------ Extracted records

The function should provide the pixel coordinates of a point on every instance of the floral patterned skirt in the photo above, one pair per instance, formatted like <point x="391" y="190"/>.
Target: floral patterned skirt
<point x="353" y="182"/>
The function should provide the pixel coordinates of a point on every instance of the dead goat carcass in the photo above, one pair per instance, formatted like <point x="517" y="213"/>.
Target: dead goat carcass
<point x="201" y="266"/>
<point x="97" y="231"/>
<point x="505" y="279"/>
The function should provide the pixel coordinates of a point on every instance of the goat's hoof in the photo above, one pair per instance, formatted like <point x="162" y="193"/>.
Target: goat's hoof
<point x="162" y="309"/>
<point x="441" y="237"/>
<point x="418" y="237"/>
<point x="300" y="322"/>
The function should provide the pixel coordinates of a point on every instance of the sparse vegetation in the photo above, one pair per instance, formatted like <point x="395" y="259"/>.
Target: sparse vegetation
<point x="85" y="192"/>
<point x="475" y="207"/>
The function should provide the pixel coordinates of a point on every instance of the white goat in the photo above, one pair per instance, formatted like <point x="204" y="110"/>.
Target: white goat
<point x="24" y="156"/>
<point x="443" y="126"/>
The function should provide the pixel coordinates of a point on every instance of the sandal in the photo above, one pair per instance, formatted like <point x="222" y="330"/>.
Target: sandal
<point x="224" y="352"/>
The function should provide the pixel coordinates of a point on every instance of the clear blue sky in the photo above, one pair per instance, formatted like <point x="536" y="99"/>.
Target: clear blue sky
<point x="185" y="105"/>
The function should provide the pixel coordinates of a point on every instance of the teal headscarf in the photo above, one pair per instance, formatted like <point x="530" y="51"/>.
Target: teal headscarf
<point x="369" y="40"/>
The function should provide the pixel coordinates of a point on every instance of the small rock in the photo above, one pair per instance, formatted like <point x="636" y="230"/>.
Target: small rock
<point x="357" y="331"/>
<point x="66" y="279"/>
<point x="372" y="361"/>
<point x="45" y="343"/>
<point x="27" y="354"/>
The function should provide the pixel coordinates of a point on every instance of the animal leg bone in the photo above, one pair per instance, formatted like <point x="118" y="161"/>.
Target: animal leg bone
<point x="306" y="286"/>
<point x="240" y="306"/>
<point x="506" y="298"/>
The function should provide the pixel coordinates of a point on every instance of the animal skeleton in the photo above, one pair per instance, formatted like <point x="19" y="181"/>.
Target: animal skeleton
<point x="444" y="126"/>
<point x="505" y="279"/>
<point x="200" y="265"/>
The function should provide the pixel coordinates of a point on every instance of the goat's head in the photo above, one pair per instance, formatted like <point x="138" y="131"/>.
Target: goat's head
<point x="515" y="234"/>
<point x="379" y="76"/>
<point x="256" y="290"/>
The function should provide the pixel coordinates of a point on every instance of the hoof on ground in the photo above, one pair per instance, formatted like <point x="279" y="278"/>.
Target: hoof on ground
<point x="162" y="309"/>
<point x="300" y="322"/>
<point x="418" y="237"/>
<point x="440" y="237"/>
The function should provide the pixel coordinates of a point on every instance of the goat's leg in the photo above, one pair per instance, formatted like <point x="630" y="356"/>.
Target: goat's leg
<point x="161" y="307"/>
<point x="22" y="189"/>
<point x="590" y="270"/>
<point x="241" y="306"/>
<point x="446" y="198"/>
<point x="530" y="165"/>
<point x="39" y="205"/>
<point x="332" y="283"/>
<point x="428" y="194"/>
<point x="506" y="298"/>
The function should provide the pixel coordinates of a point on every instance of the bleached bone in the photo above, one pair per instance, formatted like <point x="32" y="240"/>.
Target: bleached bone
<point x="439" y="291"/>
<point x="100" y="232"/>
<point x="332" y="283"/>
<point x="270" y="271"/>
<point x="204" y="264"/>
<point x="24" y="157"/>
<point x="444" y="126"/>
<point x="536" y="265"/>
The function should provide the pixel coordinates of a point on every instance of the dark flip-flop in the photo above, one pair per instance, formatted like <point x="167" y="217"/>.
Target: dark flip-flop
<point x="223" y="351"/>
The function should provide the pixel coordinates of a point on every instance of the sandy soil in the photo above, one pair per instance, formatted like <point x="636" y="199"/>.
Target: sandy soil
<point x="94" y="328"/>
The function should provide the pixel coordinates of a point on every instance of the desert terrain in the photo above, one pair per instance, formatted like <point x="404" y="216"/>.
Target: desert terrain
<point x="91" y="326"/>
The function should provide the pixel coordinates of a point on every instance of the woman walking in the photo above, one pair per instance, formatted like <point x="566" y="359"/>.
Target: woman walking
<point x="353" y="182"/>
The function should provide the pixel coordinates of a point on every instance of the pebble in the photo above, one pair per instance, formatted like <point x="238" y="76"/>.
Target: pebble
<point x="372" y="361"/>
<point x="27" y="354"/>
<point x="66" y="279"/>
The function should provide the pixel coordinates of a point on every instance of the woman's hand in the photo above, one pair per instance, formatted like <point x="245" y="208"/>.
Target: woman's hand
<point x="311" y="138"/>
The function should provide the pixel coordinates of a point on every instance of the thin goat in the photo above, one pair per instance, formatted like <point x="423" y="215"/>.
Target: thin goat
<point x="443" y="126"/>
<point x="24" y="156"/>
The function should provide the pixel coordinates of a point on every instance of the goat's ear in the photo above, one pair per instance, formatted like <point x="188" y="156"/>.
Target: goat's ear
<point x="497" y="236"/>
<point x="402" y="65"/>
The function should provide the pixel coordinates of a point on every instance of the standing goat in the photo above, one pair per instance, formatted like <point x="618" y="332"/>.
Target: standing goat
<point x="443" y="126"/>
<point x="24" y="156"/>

------------

In the entries above, find the line with "of the dead" and the line with "of the sandal", then restate word for word both of them and every line between, with nothing more.

The function should provide the pixel coordinates of a point on every instance of the dead goat carcass in the photo above, one pair per instance, formatted like <point x="517" y="213"/>.
Target: dead goat carcass
<point x="201" y="266"/>
<point x="97" y="231"/>
<point x="505" y="279"/>
The function should provide the pixel coordinates of a point on every instance of the goat's hoof in the photo above, one pair per instance, formatted like <point x="162" y="193"/>.
Target: goat's hoof
<point x="162" y="309"/>
<point x="441" y="237"/>
<point x="418" y="237"/>
<point x="300" y="322"/>
The function should provide the pixel coordinates of a point on every instance of the sparse vegetation in the photo above, one pair per instance, formatted like <point x="395" y="259"/>.
Target: sparse vegetation
<point x="85" y="192"/>
<point x="475" y="207"/>
The function should provide the pixel coordinates of a point on every instance of the white goat in the photo above, one pair per instance, formatted like <point x="204" y="110"/>.
Target: white goat
<point x="24" y="156"/>
<point x="443" y="126"/>
The function should provide the pixel coordinates of a point on every instance of the sandal in the photo above, one pair per instance, formatted like <point x="222" y="330"/>.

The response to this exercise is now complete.